- **What you have to do**
Lay out the lines of the records as a JSON list of strings, one string per line with blank lines left out, starting at the line that contains "Return the polygon of every instance of the <item>palm" and ending at the line that contains "90L131 130L134 136L136". Include both of those lines and nothing outside that range.
##### Data provided #####
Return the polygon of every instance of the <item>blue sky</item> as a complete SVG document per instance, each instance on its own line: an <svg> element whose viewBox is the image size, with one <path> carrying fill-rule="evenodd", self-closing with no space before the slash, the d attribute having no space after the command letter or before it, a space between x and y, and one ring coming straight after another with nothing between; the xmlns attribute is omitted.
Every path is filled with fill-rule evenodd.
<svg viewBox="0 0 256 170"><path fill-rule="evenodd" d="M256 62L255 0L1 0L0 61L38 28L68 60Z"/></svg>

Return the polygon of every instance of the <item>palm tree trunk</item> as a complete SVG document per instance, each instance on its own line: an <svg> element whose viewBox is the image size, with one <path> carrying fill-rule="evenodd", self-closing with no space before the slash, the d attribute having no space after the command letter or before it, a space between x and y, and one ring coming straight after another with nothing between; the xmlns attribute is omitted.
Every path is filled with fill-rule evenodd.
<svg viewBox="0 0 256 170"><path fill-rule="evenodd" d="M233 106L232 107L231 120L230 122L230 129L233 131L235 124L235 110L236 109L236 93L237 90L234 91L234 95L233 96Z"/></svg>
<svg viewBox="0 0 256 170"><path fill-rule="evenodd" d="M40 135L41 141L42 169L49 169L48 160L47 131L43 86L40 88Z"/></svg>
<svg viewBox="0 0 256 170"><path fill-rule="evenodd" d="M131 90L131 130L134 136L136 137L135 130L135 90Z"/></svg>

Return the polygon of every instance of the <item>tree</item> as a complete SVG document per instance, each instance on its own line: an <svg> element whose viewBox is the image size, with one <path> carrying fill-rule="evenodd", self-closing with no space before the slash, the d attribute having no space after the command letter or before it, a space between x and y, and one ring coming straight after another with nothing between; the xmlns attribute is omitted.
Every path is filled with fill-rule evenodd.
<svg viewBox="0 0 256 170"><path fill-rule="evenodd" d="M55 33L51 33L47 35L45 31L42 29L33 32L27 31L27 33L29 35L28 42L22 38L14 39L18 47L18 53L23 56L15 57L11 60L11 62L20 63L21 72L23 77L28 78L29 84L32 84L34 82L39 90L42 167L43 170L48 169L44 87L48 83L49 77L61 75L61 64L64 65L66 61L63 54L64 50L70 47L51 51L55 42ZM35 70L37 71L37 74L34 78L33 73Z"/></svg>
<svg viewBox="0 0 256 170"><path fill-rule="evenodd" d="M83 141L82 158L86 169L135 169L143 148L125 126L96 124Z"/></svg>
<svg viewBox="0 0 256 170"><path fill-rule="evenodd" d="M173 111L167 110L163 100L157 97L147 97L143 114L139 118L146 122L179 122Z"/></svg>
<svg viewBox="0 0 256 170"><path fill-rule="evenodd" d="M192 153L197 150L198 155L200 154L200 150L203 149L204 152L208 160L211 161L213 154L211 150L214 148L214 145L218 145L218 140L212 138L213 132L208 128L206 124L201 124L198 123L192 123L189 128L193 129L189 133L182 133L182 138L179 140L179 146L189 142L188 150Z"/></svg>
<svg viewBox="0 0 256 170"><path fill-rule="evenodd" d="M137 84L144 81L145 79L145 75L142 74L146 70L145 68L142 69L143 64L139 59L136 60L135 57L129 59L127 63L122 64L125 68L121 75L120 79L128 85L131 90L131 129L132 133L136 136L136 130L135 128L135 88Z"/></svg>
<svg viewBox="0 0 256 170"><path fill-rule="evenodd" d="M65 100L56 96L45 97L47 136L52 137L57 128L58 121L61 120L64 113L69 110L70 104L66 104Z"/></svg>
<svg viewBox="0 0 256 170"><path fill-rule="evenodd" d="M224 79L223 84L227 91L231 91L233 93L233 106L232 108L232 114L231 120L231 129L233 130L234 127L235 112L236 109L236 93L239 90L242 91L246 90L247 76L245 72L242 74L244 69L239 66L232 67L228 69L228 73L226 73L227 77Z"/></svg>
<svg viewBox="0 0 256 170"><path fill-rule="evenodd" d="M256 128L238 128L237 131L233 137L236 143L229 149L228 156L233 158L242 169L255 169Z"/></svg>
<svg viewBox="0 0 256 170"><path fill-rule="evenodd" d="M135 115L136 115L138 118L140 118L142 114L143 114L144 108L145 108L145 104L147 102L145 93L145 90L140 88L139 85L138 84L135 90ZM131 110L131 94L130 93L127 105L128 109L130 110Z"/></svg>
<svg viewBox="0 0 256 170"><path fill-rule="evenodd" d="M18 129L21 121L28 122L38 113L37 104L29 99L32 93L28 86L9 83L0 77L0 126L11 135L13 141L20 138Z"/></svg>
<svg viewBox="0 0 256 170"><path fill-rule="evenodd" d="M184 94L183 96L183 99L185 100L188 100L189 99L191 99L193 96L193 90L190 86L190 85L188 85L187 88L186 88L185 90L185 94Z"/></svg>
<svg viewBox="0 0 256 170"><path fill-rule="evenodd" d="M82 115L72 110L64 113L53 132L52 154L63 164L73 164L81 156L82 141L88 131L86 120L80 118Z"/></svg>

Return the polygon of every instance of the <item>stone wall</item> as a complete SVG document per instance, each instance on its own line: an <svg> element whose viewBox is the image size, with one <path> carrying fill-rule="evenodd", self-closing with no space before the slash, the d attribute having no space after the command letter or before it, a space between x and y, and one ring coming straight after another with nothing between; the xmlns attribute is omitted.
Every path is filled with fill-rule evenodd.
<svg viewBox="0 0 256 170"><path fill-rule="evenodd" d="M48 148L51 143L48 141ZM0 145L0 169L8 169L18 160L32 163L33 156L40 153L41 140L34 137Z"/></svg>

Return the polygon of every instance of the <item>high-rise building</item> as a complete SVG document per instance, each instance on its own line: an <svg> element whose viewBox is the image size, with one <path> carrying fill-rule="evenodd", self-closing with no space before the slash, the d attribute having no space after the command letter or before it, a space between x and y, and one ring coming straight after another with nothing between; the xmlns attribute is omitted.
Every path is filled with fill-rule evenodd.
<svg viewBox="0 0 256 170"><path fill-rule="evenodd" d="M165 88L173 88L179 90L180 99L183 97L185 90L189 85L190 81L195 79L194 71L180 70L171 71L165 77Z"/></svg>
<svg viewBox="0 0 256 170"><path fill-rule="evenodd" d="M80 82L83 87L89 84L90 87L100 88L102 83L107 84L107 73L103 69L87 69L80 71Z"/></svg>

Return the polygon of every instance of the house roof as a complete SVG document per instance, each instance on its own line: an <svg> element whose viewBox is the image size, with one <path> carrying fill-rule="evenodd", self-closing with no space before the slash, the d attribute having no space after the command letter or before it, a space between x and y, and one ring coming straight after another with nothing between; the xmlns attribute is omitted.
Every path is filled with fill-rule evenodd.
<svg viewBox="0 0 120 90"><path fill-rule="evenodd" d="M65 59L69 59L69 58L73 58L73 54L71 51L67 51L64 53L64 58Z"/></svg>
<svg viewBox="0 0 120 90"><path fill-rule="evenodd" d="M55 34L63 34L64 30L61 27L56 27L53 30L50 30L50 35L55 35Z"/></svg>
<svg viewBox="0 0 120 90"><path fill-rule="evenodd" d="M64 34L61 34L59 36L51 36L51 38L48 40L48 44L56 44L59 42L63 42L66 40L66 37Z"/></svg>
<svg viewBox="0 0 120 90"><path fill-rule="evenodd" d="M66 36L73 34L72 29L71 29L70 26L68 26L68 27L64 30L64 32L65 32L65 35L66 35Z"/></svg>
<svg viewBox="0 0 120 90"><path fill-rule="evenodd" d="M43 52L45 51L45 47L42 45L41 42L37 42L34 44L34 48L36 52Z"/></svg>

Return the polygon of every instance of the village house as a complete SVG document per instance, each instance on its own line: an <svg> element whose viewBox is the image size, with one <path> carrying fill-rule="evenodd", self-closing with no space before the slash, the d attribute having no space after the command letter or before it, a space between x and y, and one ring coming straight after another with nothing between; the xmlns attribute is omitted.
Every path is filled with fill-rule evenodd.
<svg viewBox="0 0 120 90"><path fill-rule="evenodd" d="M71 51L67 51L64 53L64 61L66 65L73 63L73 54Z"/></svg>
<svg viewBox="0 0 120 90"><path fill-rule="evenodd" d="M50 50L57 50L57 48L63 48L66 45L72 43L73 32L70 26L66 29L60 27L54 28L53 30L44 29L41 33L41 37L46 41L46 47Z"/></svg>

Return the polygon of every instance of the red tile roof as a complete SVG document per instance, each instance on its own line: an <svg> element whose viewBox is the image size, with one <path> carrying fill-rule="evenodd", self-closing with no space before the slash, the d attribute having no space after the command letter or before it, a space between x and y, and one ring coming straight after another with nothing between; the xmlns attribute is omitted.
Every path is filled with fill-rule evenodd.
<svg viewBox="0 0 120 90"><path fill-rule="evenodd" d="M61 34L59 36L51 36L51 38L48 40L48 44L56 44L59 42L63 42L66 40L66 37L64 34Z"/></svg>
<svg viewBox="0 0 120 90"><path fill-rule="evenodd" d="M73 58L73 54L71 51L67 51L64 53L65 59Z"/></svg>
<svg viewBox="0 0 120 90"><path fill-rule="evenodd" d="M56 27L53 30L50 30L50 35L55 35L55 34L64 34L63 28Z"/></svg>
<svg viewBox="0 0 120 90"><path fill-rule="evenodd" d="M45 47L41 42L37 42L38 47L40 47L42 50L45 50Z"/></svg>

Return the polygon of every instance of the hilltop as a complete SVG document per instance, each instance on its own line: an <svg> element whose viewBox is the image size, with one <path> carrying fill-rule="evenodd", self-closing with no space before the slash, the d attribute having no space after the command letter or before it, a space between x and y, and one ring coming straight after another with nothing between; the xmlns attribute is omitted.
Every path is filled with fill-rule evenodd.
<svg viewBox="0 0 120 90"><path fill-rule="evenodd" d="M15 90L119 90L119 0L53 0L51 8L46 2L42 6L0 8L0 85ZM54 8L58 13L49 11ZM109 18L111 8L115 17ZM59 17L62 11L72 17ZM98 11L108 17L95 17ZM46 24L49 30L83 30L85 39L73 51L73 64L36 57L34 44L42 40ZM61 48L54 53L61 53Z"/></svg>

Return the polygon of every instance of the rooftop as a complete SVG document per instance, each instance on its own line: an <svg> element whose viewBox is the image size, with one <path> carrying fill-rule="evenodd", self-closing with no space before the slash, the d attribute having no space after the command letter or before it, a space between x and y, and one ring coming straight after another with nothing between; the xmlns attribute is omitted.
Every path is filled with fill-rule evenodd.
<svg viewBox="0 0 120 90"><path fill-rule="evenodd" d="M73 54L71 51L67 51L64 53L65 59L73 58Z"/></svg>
#####
- **Response to this exercise**
[
  "Return the polygon of every instance of the <item>palm tree trunk</item> as a complete SVG document per instance, each instance on its own line: an <svg> element whose viewBox is the image size, with one <path> carrying fill-rule=\"evenodd\", self-closing with no space before the slash, the d attribute having no space after the command letter or before it, a space between x and y, and one ring coming straight after another with nothing between; the xmlns attribute is omitted.",
  "Every path is filled with fill-rule evenodd.",
  "<svg viewBox=\"0 0 256 170\"><path fill-rule=\"evenodd\" d=\"M233 106L232 107L231 120L230 122L230 129L233 131L235 124L235 110L236 109L236 93L237 90L234 91L234 95L233 96Z\"/></svg>",
  "<svg viewBox=\"0 0 256 170\"><path fill-rule=\"evenodd\" d=\"M40 135L41 141L42 169L49 169L48 160L47 131L43 86L40 88Z\"/></svg>",
  "<svg viewBox=\"0 0 256 170\"><path fill-rule=\"evenodd\" d=\"M131 90L131 130L134 136L136 137L135 130L135 90Z\"/></svg>"
]